In the data that follows, give the number of lines containing the word "curb". Offer no additional comment.
———
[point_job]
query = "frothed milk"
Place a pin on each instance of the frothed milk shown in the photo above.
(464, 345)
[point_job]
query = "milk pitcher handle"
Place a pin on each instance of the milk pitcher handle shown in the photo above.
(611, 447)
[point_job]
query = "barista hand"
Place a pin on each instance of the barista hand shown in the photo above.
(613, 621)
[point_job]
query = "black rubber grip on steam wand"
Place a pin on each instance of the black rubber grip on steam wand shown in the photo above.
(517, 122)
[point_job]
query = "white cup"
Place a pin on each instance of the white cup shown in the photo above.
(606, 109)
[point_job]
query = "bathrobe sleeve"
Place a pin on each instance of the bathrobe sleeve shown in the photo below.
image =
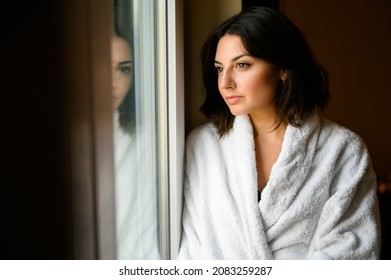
(190, 247)
(348, 227)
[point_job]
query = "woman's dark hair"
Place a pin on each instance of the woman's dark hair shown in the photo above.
(268, 35)
(126, 110)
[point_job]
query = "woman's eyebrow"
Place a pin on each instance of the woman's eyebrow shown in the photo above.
(126, 62)
(233, 59)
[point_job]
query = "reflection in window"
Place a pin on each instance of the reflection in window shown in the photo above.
(137, 114)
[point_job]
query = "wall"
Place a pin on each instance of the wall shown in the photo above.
(351, 38)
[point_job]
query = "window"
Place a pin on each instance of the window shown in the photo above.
(148, 138)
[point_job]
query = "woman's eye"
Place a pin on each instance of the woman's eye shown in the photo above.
(126, 69)
(218, 69)
(242, 65)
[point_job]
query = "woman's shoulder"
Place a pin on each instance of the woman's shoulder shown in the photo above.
(341, 138)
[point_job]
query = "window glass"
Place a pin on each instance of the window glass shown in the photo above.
(139, 109)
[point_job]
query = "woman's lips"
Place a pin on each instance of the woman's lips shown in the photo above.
(232, 100)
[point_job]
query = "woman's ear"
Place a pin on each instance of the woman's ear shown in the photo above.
(283, 75)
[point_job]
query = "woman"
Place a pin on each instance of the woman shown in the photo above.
(135, 194)
(267, 178)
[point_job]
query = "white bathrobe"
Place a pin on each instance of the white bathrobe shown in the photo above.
(319, 203)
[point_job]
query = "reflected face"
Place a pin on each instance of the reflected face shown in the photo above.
(247, 84)
(122, 67)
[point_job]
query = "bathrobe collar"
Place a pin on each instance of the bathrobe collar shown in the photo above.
(293, 164)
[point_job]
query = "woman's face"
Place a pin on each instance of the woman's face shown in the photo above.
(122, 67)
(247, 84)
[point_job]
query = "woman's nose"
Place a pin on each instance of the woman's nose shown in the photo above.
(114, 80)
(226, 80)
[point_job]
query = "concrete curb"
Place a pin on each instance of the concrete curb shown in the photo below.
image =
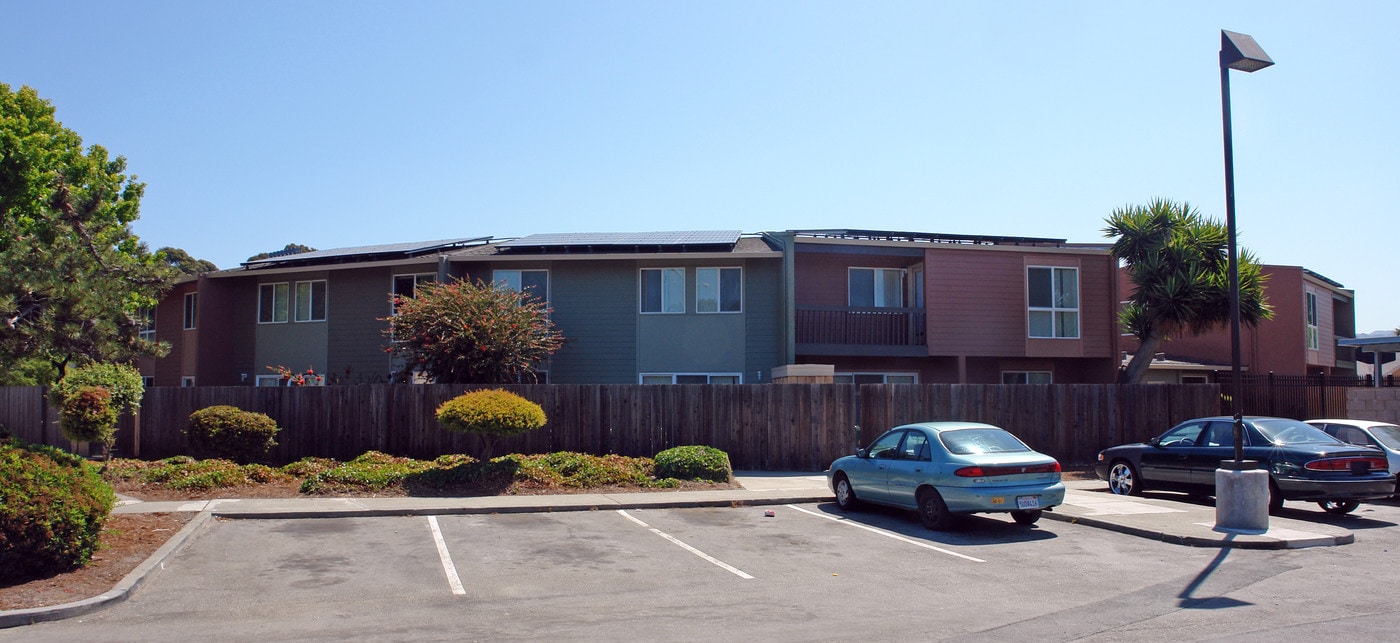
(123, 589)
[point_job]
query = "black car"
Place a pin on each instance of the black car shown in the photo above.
(1302, 462)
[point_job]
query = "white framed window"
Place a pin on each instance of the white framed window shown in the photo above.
(146, 324)
(191, 310)
(273, 303)
(690, 378)
(406, 286)
(664, 290)
(311, 300)
(1311, 321)
(718, 290)
(1053, 301)
(875, 287)
(1026, 377)
(875, 378)
(534, 282)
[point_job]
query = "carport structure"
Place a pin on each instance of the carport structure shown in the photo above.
(1376, 346)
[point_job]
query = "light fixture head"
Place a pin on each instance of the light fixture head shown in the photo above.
(1239, 51)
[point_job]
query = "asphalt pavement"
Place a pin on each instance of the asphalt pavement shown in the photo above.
(1164, 517)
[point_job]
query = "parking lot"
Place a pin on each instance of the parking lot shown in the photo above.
(807, 572)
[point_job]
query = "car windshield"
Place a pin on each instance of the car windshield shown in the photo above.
(1388, 434)
(1292, 432)
(969, 441)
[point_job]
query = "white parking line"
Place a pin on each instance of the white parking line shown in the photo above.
(452, 580)
(888, 534)
(711, 559)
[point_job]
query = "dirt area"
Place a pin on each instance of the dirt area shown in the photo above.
(128, 540)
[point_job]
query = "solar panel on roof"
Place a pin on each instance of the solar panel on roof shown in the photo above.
(695, 237)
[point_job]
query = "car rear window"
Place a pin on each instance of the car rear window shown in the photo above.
(970, 441)
(1388, 434)
(1292, 432)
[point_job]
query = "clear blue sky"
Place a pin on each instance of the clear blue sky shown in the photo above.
(336, 123)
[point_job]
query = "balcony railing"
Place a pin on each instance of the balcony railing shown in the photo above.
(860, 327)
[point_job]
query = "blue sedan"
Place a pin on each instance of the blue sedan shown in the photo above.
(944, 469)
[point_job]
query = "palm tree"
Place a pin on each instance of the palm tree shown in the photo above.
(1179, 265)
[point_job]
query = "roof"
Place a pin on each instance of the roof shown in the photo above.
(927, 237)
(594, 243)
(366, 252)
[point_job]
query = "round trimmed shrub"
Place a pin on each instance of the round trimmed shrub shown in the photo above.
(88, 415)
(233, 433)
(52, 509)
(492, 413)
(693, 462)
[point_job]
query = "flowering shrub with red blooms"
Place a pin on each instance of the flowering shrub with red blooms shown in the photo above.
(465, 332)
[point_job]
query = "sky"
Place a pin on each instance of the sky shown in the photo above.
(339, 123)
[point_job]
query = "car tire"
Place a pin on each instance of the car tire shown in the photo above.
(846, 499)
(1026, 517)
(1123, 479)
(1339, 507)
(933, 512)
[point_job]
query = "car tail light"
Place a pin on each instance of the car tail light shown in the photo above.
(1355, 464)
(1012, 469)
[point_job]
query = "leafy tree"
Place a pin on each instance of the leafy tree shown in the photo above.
(1179, 264)
(74, 276)
(471, 334)
(184, 262)
(287, 250)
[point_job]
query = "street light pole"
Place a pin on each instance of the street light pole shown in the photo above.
(1241, 486)
(1238, 51)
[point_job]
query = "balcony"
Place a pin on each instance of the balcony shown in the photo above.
(854, 331)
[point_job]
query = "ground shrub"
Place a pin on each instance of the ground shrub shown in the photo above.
(52, 509)
(233, 433)
(693, 462)
(492, 413)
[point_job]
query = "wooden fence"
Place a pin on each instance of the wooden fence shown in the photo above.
(762, 426)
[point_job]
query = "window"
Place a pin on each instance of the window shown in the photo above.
(191, 304)
(664, 290)
(272, 303)
(718, 290)
(146, 324)
(1026, 377)
(690, 378)
(875, 287)
(875, 378)
(534, 282)
(408, 285)
(311, 300)
(1312, 321)
(1053, 300)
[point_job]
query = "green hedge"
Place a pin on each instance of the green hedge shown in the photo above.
(52, 510)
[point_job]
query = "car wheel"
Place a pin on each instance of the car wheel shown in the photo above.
(933, 512)
(1339, 507)
(844, 495)
(1028, 517)
(1123, 479)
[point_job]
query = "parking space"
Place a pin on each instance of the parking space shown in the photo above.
(805, 572)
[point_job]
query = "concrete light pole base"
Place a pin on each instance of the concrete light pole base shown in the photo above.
(1241, 500)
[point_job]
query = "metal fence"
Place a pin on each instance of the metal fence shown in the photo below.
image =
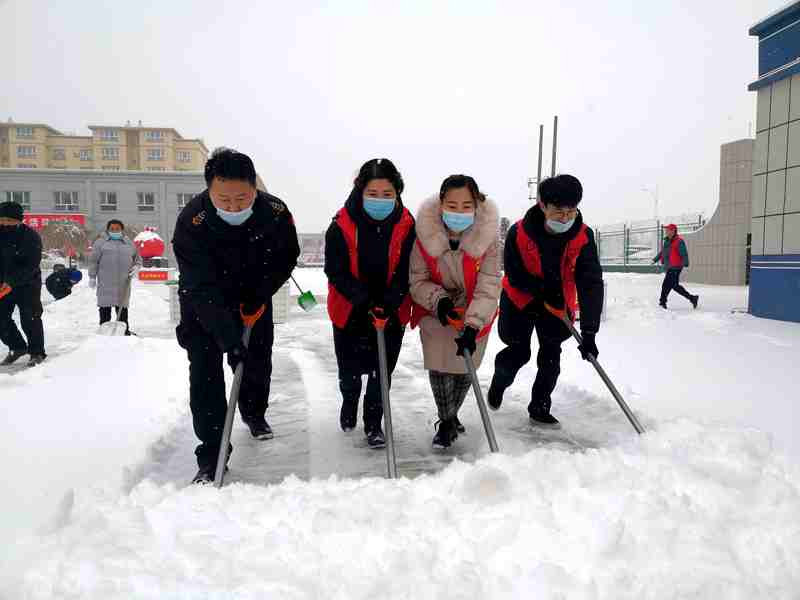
———
EXERCISE RESPONSE:
2